Short problem:
Pick up the forum discussion below about the carbon tax and old Mosin rifle prices and keep it going from its final sentence.

Given passage:
After the carbon price reaches $50 per tonne in 2022, it will begin rising by $15 per year until it maxes out at $170 per tonne of carbon pollution in 2030, according to the federal government proposal.

By 2030, that would roughly translate to a hike of 39.6 cents per litre of gasoline, as compared to what Canadians were paying before the tax was levied.

^^^this means that everything that is transported by boat/air/land will cost more and more going forward^^^ this Carbon Tax is the final nail in the coffin for us -
 
$150?...on sale? ...seems like a lot to me...they were $25. at Lever Arms in Vancouver not that long ago....around 1985, I think. But they still weren't selling...instead everybody was handpicking and buying up the Swedish Mausers at $45 (CG) and $50 (Husq.) All plus tax.

A $25 Mosin, even 35 years ago was usually a rifle with a poor bore.

When the Soviets and satellite countries first started dumping their Mosin variants on the market, they dumped the Fair/Poor/Good grade first. There were a few jewels, if you had the ability to sort through a lot of them.

I remember the first ones offered by S.I.R. and International.

Data records:
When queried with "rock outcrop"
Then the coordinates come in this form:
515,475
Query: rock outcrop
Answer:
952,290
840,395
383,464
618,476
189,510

Task result:
Some looked unissued on the outside but the bores were badly pitted.

SIR had the first dibs on the Mosins that came into Canada, through International Firearms out of Montreal.

Mr Lever asked me to go and pick out a couple of hundred for his Vancouver store in 1980. What I found was not nice. Mr Lever passed on the first couple of lots.

They actually came into Canada first, then were shipped off to the US to Century, after passing inspections. Century distributed them all across the US.

China and Viet Nam had massive inventories of Mosins, so did Korea and a few African nations. All were upgrading to AKs. SKS weren't sold but mostly lend lease to nations/revolutionists requesting free arms.

35 years ago is longer than many on this site have been alive. That is a long time in the stream of today's time frames.
 
I remember Alan Lever's downtown store. You could handpick the rifles, but the bores were usually so packed with grease that you couldn't tell much, and no one seemed to know how to read a Swedish Mauser stock disc in those days. You could make sure you got a rifle with good wood and matching numbers though. And if you bought more than three (at $45. each) you could get a further discount....and no GST!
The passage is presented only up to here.